> _Objective_: Produce an exact copy of the lines from the line that contains "Pick out every instance of the stone" to the end of the listing below.
──────── Provided information
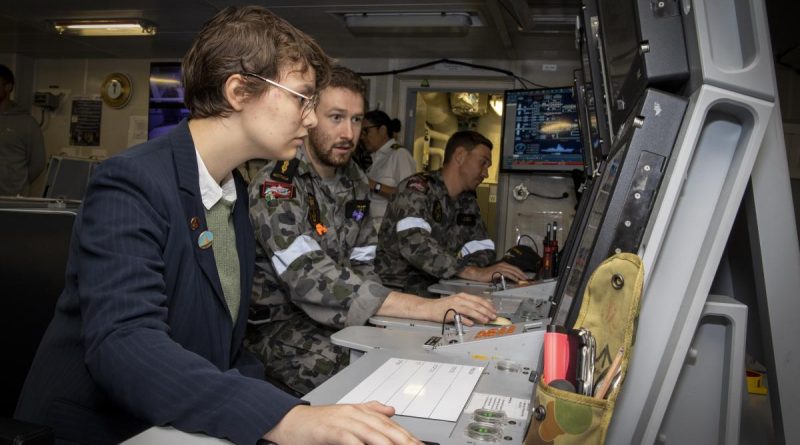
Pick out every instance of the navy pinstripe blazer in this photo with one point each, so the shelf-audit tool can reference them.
(141, 334)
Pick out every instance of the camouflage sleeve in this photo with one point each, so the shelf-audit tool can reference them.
(480, 249)
(330, 293)
(414, 235)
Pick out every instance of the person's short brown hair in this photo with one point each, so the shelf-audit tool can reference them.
(248, 39)
(468, 139)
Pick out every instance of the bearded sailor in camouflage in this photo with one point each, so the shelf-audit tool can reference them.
(316, 245)
(433, 230)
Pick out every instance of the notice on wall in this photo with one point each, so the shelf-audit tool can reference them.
(84, 127)
(137, 130)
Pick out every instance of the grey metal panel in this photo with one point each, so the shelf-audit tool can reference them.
(707, 177)
(729, 46)
(776, 264)
(705, 406)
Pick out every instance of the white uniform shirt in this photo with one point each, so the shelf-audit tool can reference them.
(389, 167)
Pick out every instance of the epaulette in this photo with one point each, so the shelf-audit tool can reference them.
(284, 171)
(418, 183)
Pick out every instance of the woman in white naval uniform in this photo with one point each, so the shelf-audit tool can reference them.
(391, 163)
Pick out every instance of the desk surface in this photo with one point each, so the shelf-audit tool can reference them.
(494, 381)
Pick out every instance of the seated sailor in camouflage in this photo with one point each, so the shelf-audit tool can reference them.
(316, 245)
(433, 230)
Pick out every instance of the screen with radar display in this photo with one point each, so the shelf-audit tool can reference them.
(541, 131)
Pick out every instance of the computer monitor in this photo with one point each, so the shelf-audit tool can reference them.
(68, 178)
(592, 67)
(590, 136)
(32, 267)
(541, 131)
(166, 108)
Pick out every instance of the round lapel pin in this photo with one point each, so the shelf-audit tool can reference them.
(205, 239)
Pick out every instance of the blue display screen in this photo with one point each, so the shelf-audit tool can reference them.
(166, 108)
(541, 130)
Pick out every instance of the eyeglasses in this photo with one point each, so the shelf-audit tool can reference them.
(306, 103)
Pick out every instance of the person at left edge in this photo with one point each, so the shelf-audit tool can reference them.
(149, 328)
(22, 154)
(316, 248)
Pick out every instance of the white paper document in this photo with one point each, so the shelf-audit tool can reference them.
(514, 408)
(418, 388)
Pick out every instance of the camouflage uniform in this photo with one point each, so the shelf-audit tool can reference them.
(314, 269)
(427, 236)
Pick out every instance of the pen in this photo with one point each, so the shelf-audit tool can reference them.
(610, 374)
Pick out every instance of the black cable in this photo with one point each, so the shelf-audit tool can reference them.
(444, 319)
(454, 62)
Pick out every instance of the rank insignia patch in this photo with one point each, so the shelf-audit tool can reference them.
(271, 190)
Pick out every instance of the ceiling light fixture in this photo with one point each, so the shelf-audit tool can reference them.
(105, 27)
(410, 23)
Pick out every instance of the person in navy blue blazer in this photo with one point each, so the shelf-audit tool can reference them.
(146, 332)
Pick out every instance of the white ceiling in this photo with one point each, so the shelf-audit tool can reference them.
(25, 29)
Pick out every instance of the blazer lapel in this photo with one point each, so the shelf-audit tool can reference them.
(245, 246)
(189, 184)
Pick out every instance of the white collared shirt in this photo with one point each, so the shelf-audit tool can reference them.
(389, 167)
(210, 191)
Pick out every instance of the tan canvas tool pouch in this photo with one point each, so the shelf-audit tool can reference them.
(609, 310)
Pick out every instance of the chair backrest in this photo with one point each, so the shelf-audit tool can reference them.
(33, 258)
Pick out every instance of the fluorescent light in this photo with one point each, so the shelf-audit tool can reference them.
(410, 23)
(105, 27)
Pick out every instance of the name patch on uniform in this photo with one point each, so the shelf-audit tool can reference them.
(437, 211)
(417, 183)
(284, 171)
(357, 209)
(466, 219)
(314, 216)
(277, 190)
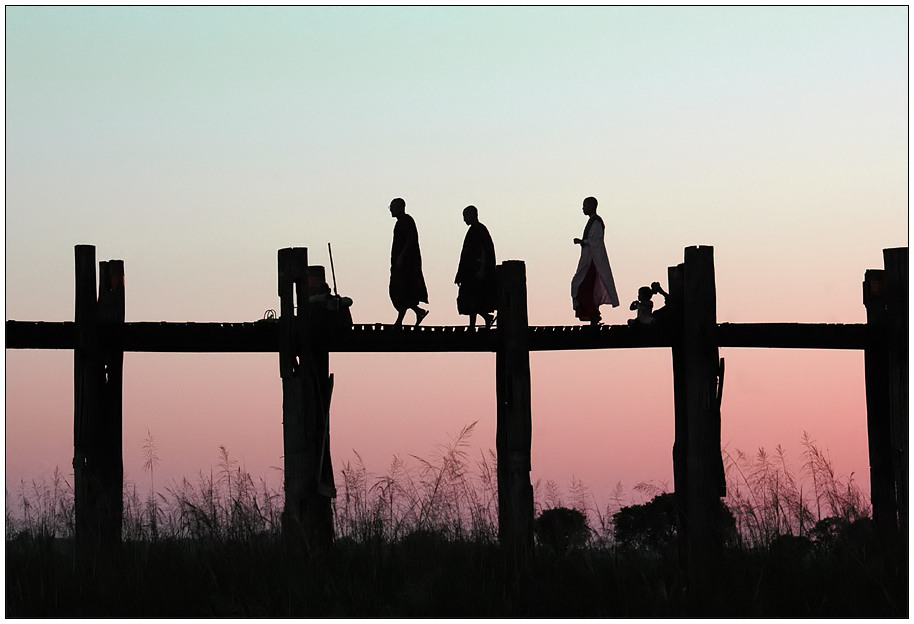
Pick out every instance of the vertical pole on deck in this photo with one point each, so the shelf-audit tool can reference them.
(513, 432)
(879, 434)
(896, 281)
(698, 467)
(306, 518)
(98, 358)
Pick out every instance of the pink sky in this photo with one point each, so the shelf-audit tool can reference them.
(194, 142)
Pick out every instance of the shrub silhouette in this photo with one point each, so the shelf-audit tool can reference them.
(651, 525)
(561, 529)
(654, 525)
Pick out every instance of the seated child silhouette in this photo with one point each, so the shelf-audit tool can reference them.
(644, 305)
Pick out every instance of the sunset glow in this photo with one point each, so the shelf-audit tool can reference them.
(194, 142)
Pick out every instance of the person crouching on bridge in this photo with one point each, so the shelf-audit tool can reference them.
(592, 284)
(407, 284)
(477, 292)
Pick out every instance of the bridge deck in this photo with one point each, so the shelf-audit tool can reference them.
(262, 337)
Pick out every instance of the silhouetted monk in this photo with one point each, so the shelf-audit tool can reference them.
(476, 271)
(592, 284)
(407, 285)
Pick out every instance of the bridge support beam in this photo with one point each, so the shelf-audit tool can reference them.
(697, 465)
(514, 423)
(307, 519)
(885, 295)
(98, 365)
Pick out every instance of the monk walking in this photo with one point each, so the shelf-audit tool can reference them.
(476, 271)
(407, 284)
(592, 284)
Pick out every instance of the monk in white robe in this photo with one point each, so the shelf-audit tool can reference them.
(592, 284)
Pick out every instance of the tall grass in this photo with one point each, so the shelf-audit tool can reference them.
(419, 540)
(451, 494)
(768, 498)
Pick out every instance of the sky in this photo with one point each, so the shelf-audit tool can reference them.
(194, 142)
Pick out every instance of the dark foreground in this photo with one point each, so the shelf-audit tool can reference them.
(426, 576)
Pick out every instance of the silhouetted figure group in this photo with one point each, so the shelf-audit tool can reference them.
(644, 306)
(475, 273)
(591, 286)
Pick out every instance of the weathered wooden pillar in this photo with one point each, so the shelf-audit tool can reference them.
(98, 466)
(306, 518)
(681, 432)
(878, 428)
(696, 366)
(513, 431)
(896, 281)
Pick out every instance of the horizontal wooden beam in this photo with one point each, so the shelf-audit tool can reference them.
(792, 335)
(262, 337)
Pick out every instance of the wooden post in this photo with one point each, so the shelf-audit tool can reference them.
(696, 367)
(673, 307)
(98, 390)
(513, 431)
(896, 282)
(879, 436)
(307, 517)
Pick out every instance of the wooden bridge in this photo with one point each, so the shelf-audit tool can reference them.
(99, 336)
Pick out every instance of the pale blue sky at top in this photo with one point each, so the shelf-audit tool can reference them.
(245, 122)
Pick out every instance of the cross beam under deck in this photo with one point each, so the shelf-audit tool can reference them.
(262, 337)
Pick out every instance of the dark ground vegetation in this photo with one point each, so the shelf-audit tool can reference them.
(422, 542)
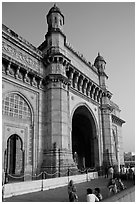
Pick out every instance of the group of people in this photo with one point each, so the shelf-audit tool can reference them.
(125, 172)
(115, 185)
(92, 196)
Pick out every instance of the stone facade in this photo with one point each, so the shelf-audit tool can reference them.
(56, 106)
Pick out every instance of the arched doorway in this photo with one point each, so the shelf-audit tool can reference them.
(84, 138)
(15, 155)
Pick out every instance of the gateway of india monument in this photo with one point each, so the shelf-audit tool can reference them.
(57, 113)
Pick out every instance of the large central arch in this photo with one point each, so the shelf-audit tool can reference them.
(84, 139)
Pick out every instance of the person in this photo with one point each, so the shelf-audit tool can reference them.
(98, 194)
(106, 172)
(90, 196)
(112, 186)
(73, 197)
(111, 172)
(120, 185)
(70, 186)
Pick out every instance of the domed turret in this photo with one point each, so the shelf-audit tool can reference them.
(55, 19)
(99, 62)
(100, 65)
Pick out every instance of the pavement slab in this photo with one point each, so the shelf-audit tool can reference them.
(60, 194)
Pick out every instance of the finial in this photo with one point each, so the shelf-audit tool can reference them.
(55, 5)
(99, 54)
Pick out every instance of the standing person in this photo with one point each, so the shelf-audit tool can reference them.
(72, 192)
(111, 172)
(98, 194)
(91, 197)
(106, 172)
(73, 195)
(112, 186)
(70, 186)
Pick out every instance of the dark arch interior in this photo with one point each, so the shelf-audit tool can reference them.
(83, 139)
(14, 154)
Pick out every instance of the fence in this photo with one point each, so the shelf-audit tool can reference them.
(12, 189)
────────────────
> _Written solution_:
Pick out every instance of the stone facade in this photo with one point each, so the shelf-audit tool can reference them.
(56, 106)
Pick out every instance of the arched doorway in this photo with one point each, so the shelf-audit tool can reference them.
(84, 138)
(15, 155)
Pick out every instance of the gateway of india monument in this photo with one point each, so the shelf-audit tool can reference them.
(57, 113)
Pick out every instance of the large central arch in this photo with one point each, so the shelf-audit tool can reference them.
(84, 139)
Pick out every instance of the person in this photo with one point each, so the shelf-audit tool can reference them.
(98, 194)
(106, 172)
(90, 196)
(112, 186)
(73, 197)
(111, 172)
(120, 185)
(70, 186)
Pick out every instance of the domed turret in this photo with one point each, so the shelf-audit tool can reference them.
(55, 19)
(99, 62)
(100, 65)
Pick out every instance of the pavement slab in this photo with one point each, so the shelf-audit tool can reference them.
(60, 194)
Pick out every instance of the finial in this photo with one point each, so the shelf-audit tool can reference them.
(55, 5)
(99, 54)
Pick out every instance of the standing person in this photo with one point each, so the shelf-audit tool can reference them.
(72, 192)
(111, 172)
(98, 194)
(91, 197)
(106, 172)
(73, 195)
(112, 186)
(70, 186)
Pick out every instance of the dark arch interior in this photo with one point each, so the shelf-audit tool can reference them.
(83, 139)
(14, 154)
Pick out every instance of the fence in this photo with one point each, so the shelf-audit tool can reference them.
(12, 189)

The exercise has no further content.